» DESCRIPTION OF THE TASK: Shift every point coordinate by -138 in the records from the line containing "In this photo, where can the green foliage" through the line containing "In this photo, where can the bush", and write out all of those lines with everything else unchanged. Leave the pictures out.

» PROVIDED RECORDS:
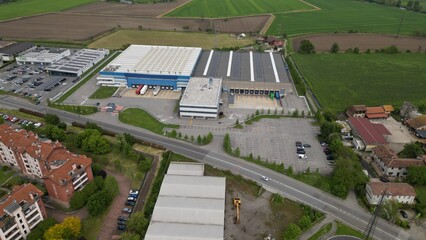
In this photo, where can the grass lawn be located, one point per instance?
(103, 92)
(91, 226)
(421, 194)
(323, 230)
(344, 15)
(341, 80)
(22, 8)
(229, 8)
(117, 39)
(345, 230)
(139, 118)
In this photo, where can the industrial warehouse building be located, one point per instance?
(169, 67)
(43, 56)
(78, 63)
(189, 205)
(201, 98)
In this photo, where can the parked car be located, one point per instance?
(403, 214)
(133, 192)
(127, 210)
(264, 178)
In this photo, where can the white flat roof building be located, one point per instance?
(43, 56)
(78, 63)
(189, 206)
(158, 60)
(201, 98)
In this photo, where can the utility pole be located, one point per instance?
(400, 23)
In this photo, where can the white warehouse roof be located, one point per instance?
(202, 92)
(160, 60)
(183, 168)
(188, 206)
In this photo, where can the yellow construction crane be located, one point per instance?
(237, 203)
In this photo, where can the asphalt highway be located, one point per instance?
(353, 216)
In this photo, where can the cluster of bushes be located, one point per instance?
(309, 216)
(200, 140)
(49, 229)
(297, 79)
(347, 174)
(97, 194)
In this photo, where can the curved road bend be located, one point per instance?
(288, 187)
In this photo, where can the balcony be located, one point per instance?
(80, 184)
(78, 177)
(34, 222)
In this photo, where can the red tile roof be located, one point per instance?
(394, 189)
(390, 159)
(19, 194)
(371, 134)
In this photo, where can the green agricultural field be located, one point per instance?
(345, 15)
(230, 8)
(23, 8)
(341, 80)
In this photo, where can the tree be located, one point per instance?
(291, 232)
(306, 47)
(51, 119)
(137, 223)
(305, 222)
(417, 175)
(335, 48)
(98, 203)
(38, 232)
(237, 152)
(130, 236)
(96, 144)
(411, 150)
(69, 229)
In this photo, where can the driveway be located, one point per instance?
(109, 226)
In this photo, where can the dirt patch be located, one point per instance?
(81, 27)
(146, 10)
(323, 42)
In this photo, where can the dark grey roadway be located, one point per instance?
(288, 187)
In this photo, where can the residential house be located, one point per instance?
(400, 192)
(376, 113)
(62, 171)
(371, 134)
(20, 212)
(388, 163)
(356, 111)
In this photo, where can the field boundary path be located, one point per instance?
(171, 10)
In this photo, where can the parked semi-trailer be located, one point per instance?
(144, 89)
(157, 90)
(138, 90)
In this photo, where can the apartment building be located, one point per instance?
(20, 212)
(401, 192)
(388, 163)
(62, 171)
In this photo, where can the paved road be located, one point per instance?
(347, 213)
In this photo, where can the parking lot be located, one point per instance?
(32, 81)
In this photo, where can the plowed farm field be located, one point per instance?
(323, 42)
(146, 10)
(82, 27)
==
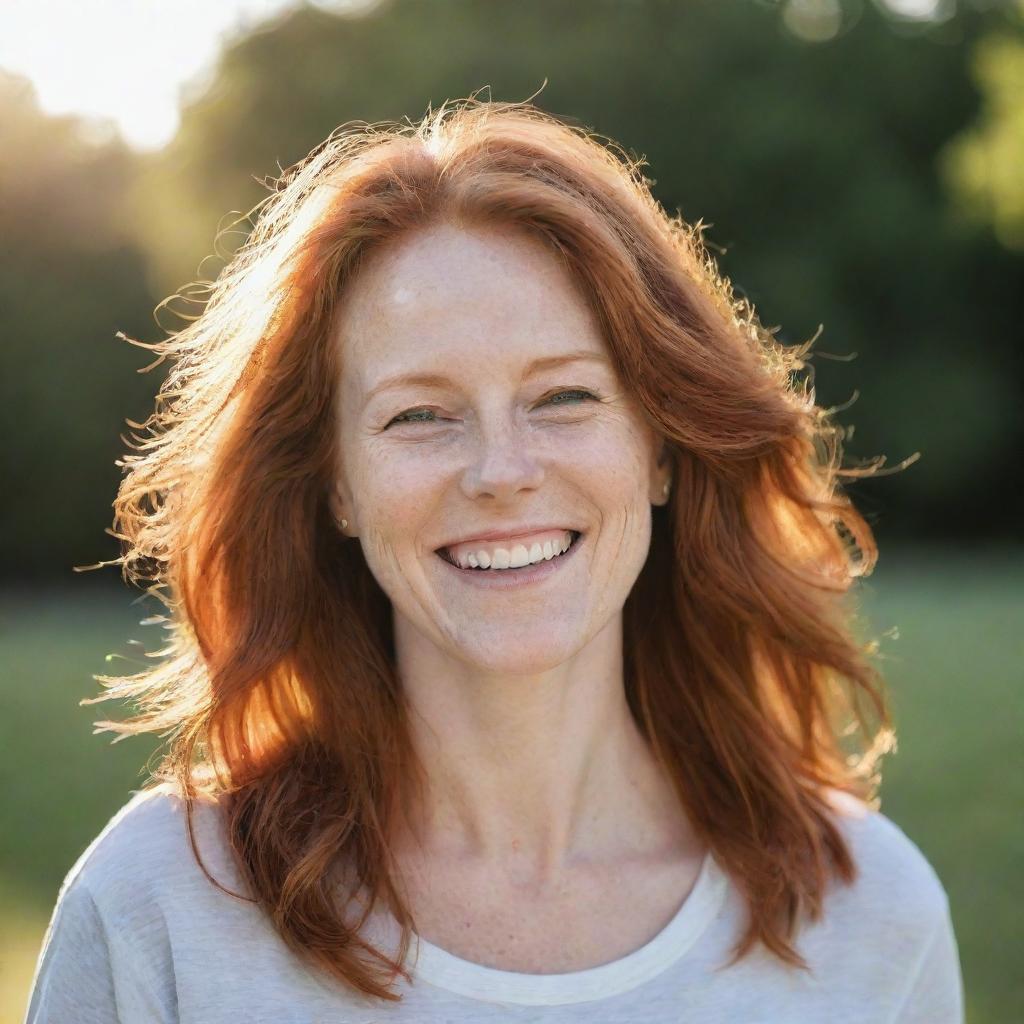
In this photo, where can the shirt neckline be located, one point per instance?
---
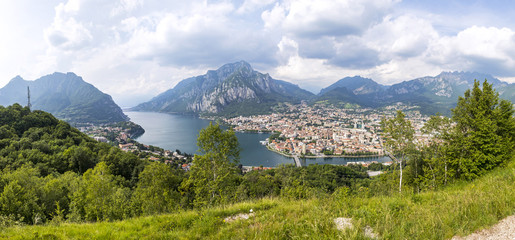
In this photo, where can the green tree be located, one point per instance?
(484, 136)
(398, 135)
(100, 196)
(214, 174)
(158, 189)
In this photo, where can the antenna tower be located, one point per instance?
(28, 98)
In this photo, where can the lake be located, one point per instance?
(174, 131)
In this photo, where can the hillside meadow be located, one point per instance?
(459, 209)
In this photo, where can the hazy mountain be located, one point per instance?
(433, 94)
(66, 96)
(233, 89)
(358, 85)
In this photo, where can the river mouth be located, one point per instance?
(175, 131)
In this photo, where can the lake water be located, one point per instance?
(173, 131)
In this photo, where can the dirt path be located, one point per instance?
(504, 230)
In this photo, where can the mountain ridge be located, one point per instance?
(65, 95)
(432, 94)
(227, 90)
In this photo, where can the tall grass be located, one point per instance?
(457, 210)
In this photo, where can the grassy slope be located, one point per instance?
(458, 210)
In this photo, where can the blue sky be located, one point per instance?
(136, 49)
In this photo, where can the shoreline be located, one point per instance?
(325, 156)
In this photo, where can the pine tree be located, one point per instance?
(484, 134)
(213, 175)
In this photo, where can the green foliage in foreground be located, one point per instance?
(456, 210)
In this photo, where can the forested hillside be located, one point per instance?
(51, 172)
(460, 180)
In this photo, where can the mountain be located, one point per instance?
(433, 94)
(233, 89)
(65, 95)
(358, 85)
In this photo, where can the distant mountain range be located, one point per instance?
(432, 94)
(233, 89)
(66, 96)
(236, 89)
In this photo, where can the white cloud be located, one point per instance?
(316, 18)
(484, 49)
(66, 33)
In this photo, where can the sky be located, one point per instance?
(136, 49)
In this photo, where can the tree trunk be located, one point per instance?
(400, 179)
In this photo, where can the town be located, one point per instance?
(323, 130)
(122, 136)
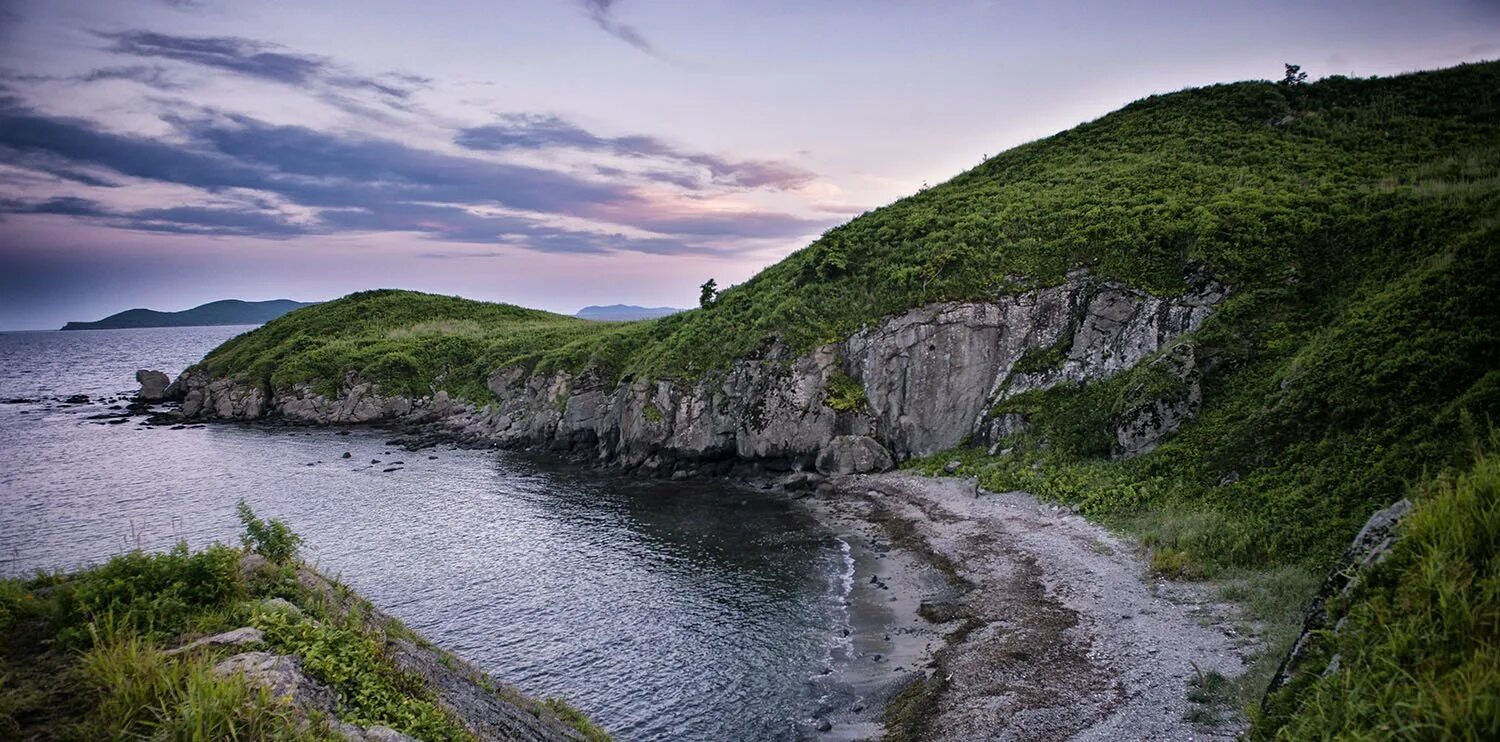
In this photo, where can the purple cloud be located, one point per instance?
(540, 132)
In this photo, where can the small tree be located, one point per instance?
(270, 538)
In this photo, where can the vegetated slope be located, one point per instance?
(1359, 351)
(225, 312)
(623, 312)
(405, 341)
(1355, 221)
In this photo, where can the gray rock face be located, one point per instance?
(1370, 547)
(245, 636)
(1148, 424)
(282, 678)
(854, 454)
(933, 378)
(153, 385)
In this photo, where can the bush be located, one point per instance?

» OUTPUT OF THE EXERCISE:
In this photo, where can the green foliage in foreground be located, one point per instance?
(318, 72)
In this photo, where can the forested hillside be located, one point per instance?
(-87, 34)
(322, 42)
In this photo, where can the mountain be located, one point per instance?
(295, -44)
(95, -49)
(-73, -43)
(220, -53)
In this photo, where can the distant mountain range be located, one point per instance?
(294, -44)
(95, -49)
(-72, -42)
(98, -49)
In this photo, where can the white cloud be located, one point per instance?
(178, -120)
(346, -89)
(-72, -105)
In this photo, where can the sky be located, one point per instance?
(-2, -89)
In this photo, where can the tree trunk be located, one point per instance?
(262, 41)
In this photo, where can the town be located, one point per instance?
(185, -8)
(-16, -2)
In this photo, where can the purple cloud be located, one point per instance?
(402, -6)
In this photo, where can the small tree be located, one point per instance?
(132, 400)
In this photo, where can the vegetated slope be located, one point per instance?
(1221, 213)
(87, 174)
(485, 174)
(267, 203)
(1217, 83)
In this photo, where can the gray rock face be located, one point per instance?
(1232, 409)
(107, 498)
(1010, 286)
(144, 540)
(716, 316)
(795, 240)
(15, 247)
In this photo, where can the bush be located, one point per instance?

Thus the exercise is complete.